- _Passage provided_:
# Will "it" bottleneck !!



## xynidexxx (Oct 26, 2011)

Hi guys oops rather geeks, my asus gtx 560ti dcII top has arrived(with a free batman arkhum city game) and i'm just waiting for my gs600 psu.

Now all said and done, i have a serious question hovering here and that is: Will my old E7200 2.53Ghz processor with my 4gb ddr2 potentially bottleneck this powerful card??

I need this question to be answered as the situation here is like putting a K&N filter(or dual exhaust) on a VW 1990 beetle.


----------



## Tenida (Oct 26, 2011)

Yes it will bottleneck.


----------



## topgear (Oct 26, 2011)

try OCing your cpu ( more tha 3.5 Ghz ) provided you have a good mobo and cpu cooler - performance will increase a lot


----------



## Tech_Wiz (Oct 26, 2011)

You CPU is a nice OC Capacity. Use it.

Later jump on ANY Quad Core above 3 Ghz to remove bottleneck if you want.


----------



## The Sorcerer (Oct 26, 2011)

Overclock it. 

((Hey don't call THAT VX1990 Beetle, that rust bucket had better overclocking potential than most e8400.))


----------



## thetechfreak (Oct 26, 2011)

Yes it will bottleneck 
Overclock will only help


----------



## xynidexxx (Oct 26, 2011)

damn i wish this wasn't true 'coz i dont even have an aftermarket cooler lol and i don't even know how to OC ironically !!...**** i'm screwed


----------



## sukesh1090 (Oct 26, 2011)

^^there are hell lot of tutorials and youtube videos on overclocking go through it and you will know how easy it is.if you have any problems post it here.


----------



## Imperial_Ova (Oct 26, 2011)

Defo bottleneck.

And overclocking is easy, provided you're comp isnt from a branded assembler.. like.. HP for example. They have thier bios's locked down, so you cant modify the front side bus = no overclocking.

- _Supplied information_:
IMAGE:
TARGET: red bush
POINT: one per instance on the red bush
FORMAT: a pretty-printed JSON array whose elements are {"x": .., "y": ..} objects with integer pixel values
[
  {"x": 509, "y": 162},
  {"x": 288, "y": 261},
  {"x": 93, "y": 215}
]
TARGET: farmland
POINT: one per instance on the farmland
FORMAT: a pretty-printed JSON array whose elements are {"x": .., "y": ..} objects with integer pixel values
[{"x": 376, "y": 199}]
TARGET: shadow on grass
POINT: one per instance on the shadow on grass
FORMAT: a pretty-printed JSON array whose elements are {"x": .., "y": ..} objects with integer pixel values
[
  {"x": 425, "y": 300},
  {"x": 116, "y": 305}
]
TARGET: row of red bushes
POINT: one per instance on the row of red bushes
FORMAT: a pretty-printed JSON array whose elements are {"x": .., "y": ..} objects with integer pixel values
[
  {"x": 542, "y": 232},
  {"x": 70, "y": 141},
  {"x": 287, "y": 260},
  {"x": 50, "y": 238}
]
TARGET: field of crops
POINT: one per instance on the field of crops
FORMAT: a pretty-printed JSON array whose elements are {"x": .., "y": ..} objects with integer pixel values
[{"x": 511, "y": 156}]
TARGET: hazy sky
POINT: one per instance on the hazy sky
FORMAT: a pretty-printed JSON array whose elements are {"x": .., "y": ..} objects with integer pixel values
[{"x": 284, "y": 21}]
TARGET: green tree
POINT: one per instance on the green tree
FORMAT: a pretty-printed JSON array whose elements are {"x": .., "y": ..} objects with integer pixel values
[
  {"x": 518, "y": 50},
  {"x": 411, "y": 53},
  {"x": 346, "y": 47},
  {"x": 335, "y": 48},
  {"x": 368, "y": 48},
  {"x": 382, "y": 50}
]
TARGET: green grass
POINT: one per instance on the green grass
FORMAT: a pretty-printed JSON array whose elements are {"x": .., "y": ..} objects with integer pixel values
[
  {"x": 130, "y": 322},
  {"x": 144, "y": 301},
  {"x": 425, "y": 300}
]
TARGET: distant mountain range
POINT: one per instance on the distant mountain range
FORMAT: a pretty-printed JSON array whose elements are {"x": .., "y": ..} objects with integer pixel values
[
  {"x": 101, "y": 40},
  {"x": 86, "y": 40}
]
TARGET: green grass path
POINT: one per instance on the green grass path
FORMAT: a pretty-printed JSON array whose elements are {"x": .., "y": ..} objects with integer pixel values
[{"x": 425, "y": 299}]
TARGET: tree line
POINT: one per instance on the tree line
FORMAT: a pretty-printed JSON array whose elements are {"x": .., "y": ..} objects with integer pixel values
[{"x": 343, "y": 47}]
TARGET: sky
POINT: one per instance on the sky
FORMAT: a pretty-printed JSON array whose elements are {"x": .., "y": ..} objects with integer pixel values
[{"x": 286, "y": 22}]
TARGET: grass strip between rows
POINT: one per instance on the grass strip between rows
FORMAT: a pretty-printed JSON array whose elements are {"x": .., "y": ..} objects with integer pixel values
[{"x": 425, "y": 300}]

- _Task requirements_:
Answer these questions from the bottleneck thread.
1. Which processor does xynidexxx have?
2. Above what clock speed does topgear suggest overclocking the CPU?
3. Which company does Imperial_Ova name as a branded assembler with a locked BIOS?
Answer using only the bottleneck thread, not the entries.

- _Response_:
1. An E7200 2.53Ghz
2. 3.5 Ghz
3. HP